(Off Topic) genetics and baldness

Joel S. Berson Berson at ATT.NET
Fri Apr 30 18:35:56 UTC 2010


At 4/29/2010 05:41 PM, Garson O'Toole wrote:
>Researchers have long been aware of a genetic variant on the X
>chromosome that was linked to male pattern baldness, Richards said.
>   "That's where the idea that baldness is inherited from the mother's
>side of the family comes from," he explained. "However it's been long
>recognized that that there must be several genes causing male pattern
>baldness. Until now, no one could identify those other genes. If you
>have both the risk variants we discovered on chromosome 20 and the
>unrelated known variant on the X chromosome, your risk of becoming
>bald increases sevenfold."

Task instructions: Name every person mentioned in the post on genetics and baldness. The entries that follow aren't needed for any of the work here.

Referring expression pointing data
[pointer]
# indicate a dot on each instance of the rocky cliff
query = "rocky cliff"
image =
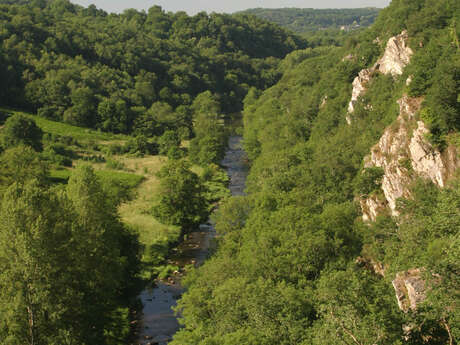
(396, 56)
(404, 153)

Task answer: Joel S. Berson, Garson O'Toole, Richards